-- start of Data for this task --
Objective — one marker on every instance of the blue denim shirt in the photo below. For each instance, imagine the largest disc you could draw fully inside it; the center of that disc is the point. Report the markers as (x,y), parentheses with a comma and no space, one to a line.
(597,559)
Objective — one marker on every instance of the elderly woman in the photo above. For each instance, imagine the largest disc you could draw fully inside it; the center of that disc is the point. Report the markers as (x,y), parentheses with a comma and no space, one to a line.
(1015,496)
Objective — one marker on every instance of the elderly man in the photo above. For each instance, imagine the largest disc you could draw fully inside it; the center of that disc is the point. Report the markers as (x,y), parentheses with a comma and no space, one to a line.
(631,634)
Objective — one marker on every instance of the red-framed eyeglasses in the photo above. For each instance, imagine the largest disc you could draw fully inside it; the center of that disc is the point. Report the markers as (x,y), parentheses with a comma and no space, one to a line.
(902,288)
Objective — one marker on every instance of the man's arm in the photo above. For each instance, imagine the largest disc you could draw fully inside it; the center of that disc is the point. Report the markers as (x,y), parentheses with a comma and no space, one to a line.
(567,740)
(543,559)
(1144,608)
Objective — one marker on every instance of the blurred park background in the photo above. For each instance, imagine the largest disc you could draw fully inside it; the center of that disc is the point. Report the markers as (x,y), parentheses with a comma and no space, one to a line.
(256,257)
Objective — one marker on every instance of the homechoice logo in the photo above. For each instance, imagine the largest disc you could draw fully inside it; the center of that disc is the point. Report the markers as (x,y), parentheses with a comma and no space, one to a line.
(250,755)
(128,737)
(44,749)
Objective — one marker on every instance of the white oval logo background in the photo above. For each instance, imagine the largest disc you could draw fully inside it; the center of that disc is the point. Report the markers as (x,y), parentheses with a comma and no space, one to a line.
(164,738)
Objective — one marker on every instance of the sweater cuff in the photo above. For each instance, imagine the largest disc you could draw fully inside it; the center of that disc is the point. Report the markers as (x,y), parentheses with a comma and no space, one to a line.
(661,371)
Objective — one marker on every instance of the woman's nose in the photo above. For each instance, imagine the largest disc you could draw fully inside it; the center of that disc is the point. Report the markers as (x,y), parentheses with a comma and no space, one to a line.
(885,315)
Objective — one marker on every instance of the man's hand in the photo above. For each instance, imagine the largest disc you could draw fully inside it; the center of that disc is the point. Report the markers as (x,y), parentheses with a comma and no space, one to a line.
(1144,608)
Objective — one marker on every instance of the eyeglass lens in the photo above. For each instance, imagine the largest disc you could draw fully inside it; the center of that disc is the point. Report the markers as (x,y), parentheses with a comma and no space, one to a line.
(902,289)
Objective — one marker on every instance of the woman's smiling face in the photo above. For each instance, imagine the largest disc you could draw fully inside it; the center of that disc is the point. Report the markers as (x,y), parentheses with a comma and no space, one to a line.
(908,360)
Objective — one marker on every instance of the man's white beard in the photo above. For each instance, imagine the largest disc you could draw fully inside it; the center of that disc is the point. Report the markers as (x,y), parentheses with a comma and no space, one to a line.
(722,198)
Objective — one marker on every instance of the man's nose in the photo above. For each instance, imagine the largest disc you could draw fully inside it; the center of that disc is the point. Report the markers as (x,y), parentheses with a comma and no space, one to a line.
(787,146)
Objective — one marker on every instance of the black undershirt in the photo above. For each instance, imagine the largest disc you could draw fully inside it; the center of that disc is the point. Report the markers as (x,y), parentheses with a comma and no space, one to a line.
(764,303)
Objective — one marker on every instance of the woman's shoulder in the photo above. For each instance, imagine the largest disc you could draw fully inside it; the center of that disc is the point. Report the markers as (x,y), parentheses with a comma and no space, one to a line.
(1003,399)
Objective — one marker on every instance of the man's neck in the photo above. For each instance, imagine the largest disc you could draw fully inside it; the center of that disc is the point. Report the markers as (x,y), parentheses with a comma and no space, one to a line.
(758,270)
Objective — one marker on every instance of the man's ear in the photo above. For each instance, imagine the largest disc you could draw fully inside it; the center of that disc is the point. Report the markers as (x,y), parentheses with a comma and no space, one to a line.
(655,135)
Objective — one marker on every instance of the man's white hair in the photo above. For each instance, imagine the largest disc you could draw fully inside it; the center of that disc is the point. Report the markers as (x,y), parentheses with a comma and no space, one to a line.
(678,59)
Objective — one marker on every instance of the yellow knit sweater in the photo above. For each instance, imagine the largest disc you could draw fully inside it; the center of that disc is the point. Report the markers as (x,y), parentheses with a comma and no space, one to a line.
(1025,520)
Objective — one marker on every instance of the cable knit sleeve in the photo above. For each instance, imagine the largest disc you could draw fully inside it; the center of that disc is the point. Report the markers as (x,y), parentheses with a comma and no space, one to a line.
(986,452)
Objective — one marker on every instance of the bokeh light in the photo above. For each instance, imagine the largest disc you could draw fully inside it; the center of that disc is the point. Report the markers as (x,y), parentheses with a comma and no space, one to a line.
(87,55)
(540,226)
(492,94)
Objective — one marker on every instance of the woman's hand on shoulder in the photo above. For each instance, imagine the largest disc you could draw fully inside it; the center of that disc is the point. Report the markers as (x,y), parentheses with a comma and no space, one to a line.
-- end of Data for this task --
Exercise prompt: All the entries above need to be reproduced exactly.

Written answer:
Objective — one marker on every instance of the blue denim shirt in the photo below. For each instance, imagine the largest disc you could draw fully inside it; the center of that disc is the point. Report the markers as (x,y), parentheses with a comma and no space, one to a line.
(597,559)
Objective — one marker on every instance of the elderly woman in the photo above. For each instance, imagine the largest disc you could draw fully inside it; the center of that disc is the point. Report the markers as (x,y), parentheses with a comma and no space, one to a line.
(1015,496)
Objective — one marker on every instance of the elderly man in the photo above. For each instance, imagine the largest disc you could draw fully inside it; the center of that disc is the point. Report the markers as (x,y), parentheses with a comma and no space, one to a line.
(631,634)
Objective — one marker on every instance of the red-framed eyeglasses in the photo above. For each instance, imagine the largest disc you could draw fully inside it; the center of that disc is the point. Report the markers as (x,y), parentheses with a comma and no space, one to a line.
(902,288)
Objective — one marker on every instance of the man's arm in the photo above. For each instance, imagine the largest disc you could draw fully inside it; the center of that disc is the point. Report the markers as (x,y), parentheses with a comma and no space, one to a line.
(567,740)
(543,559)
(1144,608)
Objective — one marker on every instance of the blurred park background in the photo above. For each instance, imagine the largest disc you could draw fully inside it; the center of that disc is the point. Report the markers as (x,y), parentheses with a comma and no space, one to a line.
(256,257)
Objective — one marker on every instance of the homechoice logo in the photo above. For each instance, imagine the largest disc you could draw fully inside it; the center of that disc is the point. Report the markers as (x,y), parentheses with a comma and no space, one to a line.
(250,755)
(128,737)
(44,749)
Objective — one marker on every instance of the white oval logo background in the photo above. For each instance, imagine the largest disc you could draw fully inside it; the center of that disc is the point. Report the markers as (x,y), parentheses with a comma and no space, one to a line.
(164,738)
Objective — one marker on every instance of the sweater cuff in the photo above. For each instance, imagine the largest disc you could draw fully inside it; the center of that disc is the point. Report the markers as (x,y), parentheses with a comma and no space, one to a line.
(661,371)
Objective — one marker on every instance of the woman's nose in the photo above. For each instance, imagine the largest disc you could draw fully inside it; the center of that disc is the point. Report the markers as (x,y), parentheses with a comma and no space, one to a line.
(885,315)
Objective — one marker on every instance of the man's hand in the photo above. For each instance, imagine the largest disc you could draw fully inside it; the center of that disc is the point. Report the markers as (x,y), parentheses with a comma and no space, one to a line.
(1144,608)
Objective — one marker on every instance of the eyeglass lens in the photo above. For each instance, imagine the largest disc you could draw fully inside it; the center of that disc is the point. Report the markers as (x,y), parentheses with a comma and no space, one to a line.
(902,289)
Objective — one marker on every instance of the woman's smiling face in the photo above. For each instance, imagine the largest disc you could draw fully inside it; the center of that disc is the point. Report the markers as (x,y), parentheses with a comma and no space, one to a line.
(908,360)
Objective — one marker on every instance of the man's white beard in the photo above. For each instance, imagine the largest disc you could draw fully inside it; the center of that disc is the point. Report the markers as (x,y), parentheses with a comma and no space, one to a line.
(722,198)
Objective — one marker on every instance of the man's nose in the photo above. For each instance, imagine the largest disc you could draw fully inside it; the center of that disc is the point. Report the markers as (x,y), parentheses with a comma and no space, one to a line.
(787,146)
Objective — one marker on every instance of the black undershirt in the photo above. For each instance, imagine the largest disc you could draw fully inside it; the center of that disc is the point. Report the markers as (x,y), parentheses with a comma and no space, one to a line.
(764,303)
Objective — one marker on every instance of the woman's shoulder in the photo above. For each instance, imagine the largest disc you could draw fully inside it; the center of that disc is the point. Report the markers as (x,y), parentheses with a comma and no space, one to a line.
(1003,399)
Objective — one marker on every instance of the man's neck in the photo above. For each instance, imagine the largest disc you could draw fully inside it; the center of that disc is the point. Report the markers as (x,y), parentheses with a comma and no space, one to a line.
(758,270)
Objective — one marker on every instance of the man's ear in the photo above. For each instance, imagine the largest disc you could draw fully inside it; the center of that disc is the point. Report the markers as (x,y), parentheses with a comma and no space, one to a line.
(655,135)
Objective — one marker on every instance of the man's white hair in the photo above. For each instance, imagine the largest disc you could draw fully inside it; the center of that disc is the point. Report the markers as (x,y), parentheses with a comma and no space, one to a line.
(678,59)
Objective — one marker on every instance of the yellow knit sweater in the photo above. For each instance, imagine the largest disc you could draw fully inside it; the center of that disc is the point. Report the markers as (x,y), parentheses with a comma and no space, one to a line.
(1025,520)
Objective — one marker on every instance of the cable knit sleeve in the photo above. For each instance, imagine the largest disc you could draw fully inside it; the center of that disc is the point. Report the markers as (x,y), parentheses with a comma and no space, one to a line.
(986,452)
Objective — one marker on every instance of the bokeh light in the photo above. For each instance, imagine the largest disc you could draw fully inside it; the center of that disc is the point. Report the markers as (x,y), parentheses with a comma and no space, one to a line.
(87,55)
(540,226)
(492,94)
Objective — one marker on every instance of the woman's hand on shoulder in the photo above. For each instance, imagine the largest disc you could draw fully inside it; the center of that disc is the point. Report the markers as (x,y), parentheses with a comma and no space, one to a line.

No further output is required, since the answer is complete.